• _GOAL_
Render every line of the items below as a row in a Markdown table with the columns Row and Line. Number the rows, omit blank lines, and leave the pictures out.

• _INPUT FOR THIS TASK_
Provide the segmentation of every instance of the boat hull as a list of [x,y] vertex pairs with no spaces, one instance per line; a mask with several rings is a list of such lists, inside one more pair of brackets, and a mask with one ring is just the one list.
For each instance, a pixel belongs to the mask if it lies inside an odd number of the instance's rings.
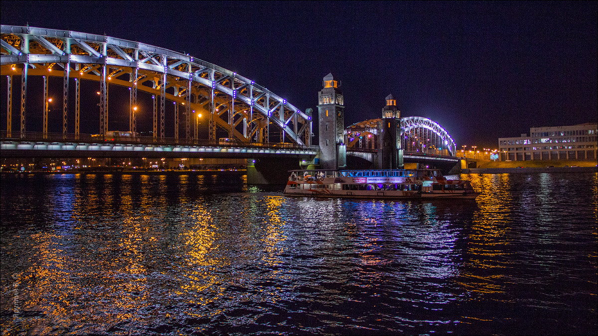
[[324,197],[328,198],[368,198],[368,199],[474,199],[479,193],[419,193],[412,191],[360,191],[359,192],[347,190],[323,190],[312,191],[302,190],[288,190],[286,188],[284,194],[287,196],[303,197]]

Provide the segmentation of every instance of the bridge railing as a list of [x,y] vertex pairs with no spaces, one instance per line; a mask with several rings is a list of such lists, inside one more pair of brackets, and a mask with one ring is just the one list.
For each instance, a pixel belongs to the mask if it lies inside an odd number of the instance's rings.
[[205,139],[175,139],[174,138],[158,138],[154,140],[152,136],[117,136],[115,138],[106,135],[102,137],[100,135],[79,134],[62,133],[47,133],[28,132],[23,135],[19,132],[11,132],[8,136],[5,130],[0,131],[0,138],[2,141],[19,142],[81,142],[81,143],[118,143],[144,144],[155,145],[177,145],[177,146],[216,146],[219,147],[255,147],[255,148],[274,148],[285,149],[318,150],[318,146],[301,146],[290,143],[258,143],[244,142],[239,140],[220,140],[211,141]]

• _WRITTEN REPLY_
| Row | Line |
|---|---|
| 1 | Provide the segmentation of every instance of the boat hull as a list of [x,y] vertex pairs with no spaces, one instance per line; a mask with several rings is a list of such lists, inside one more pair of brackets, and a mask with one ring is just the one list. |
| 2 | For each instance, a pixel belongs to the mask if it lies inside an odd number of the instance's rings. |
| 3 | [[324,197],[328,198],[368,198],[368,199],[474,199],[479,193],[419,193],[412,191],[360,191],[359,192],[347,190],[323,190],[312,191],[302,190],[288,190],[286,188],[284,194],[287,196],[303,197]] |
| 4 | Provide the segmentation of every instance of the bridge railing as a list of [x,y] vertex pairs with no spaces, one instance per line; a mask with several rings is a list of such lists, inside one more pair of brackets, and a mask with one ring is just the one list. |
| 5 | For each instance, a pixel belongs to the mask if it lies inside an odd number of the instance's rings. |
| 6 | [[205,139],[175,139],[174,138],[158,138],[154,140],[152,136],[117,136],[115,138],[106,135],[102,137],[100,135],[79,134],[62,133],[47,133],[28,132],[23,135],[19,132],[11,132],[8,136],[5,130],[0,131],[0,138],[2,141],[19,142],[81,142],[81,143],[118,143],[144,144],[155,145],[177,145],[177,146],[216,146],[219,147],[255,147],[255,148],[274,148],[285,149],[318,150],[318,146],[301,146],[290,143],[258,143],[244,142],[239,140],[220,140],[211,141]] |